São José, 5 de outubro de 2042
Disse-vos que iria fazer perguntas e vós perguntastes se teríeis de responder. Sossegai. Não é isso que eu pretendo. Não se trata de um interrogatório. E mesmo que eu estivesse a agir como quando era tutor, quando perguntava algo aos aprendizes que estavam ao meu cuidado, não esperava resposta imediata. Elaborávamos roteiros de estudo. Juntos, procurávamos “respostas”.
Então, aqui vos trago mais uma pergunta daquelas que eu fazia, há trinta, quarenta, cinquenta anos. E a que ninguém sabia dar resposta.
Se numa aula pouco, ou mesmo nada se aprendia, por que razão os professores davam aula?
Cheguei àquela instituição de formação de professores a convite da sua diretoria. Levava vinte anos de Escola da Ponte para partilhar com os colegas da academia. Escutara as suas palestras, frequentara os seus cursos.

* [Material de origem]
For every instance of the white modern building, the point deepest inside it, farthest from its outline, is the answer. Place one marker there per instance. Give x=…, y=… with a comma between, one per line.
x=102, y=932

* [Instrução dada] Continue a carta sobre a formação de professores a partir do ponto em que ela termina. As linhas não têm nenhuma relação com a carta.

* [Resultado da tarefa]
Era elevada a expectativa, esperava ver a aplicação das propostas escolanovistas, que eles divulgavam em teses e que eu lera sofregamente. Esperava aprender.
À chegada, entregaram-me umas listas de alunos e me disseram que iria “dar aula na sala X”. Disse-lhes que deixara de trabalhar em sala de aula, há mais de vinte anos, depois de ter lido os pedagogos que eles tinham como referência. E que não haveria turmas – trabalharia no um-para-um com “sujeitos de aprendizagem, não como objetos de ensinagem.
A minha interlocutora informou que “todos os professores cumpriam as regras da instituição” (sic).
“E por que essas as regras?” – questionei. E ela insistiu:
“Colega, para você trabalhar aqui, terá de aceitar as nossas regras”.
Seguiu-se um diálogo de surdos:
“Aqui, é assim. Todos os nossos docentes dão aula. Em sala de aula!”
“Porquê?”
“Por que o quê?”
“Por que dão aula?”
Respirou fundo, não respondeu e pôs nas minhas mãos aquilo a que chamou “folhas de registo de presença”. Voltamos ao não-diálogo:
“O que é isto?”
“Não diga que não sabe, colega! É para os alunos assinarem. Terá de passar as folhas no início e no final da aula.”
“Não farei isso. Li a vossa proposta pedagógica. Nela está escrito que quereis formar professor autónomos, responsáveis. Isso não se consegue controlando, duvidando da honestidade dos alunos.”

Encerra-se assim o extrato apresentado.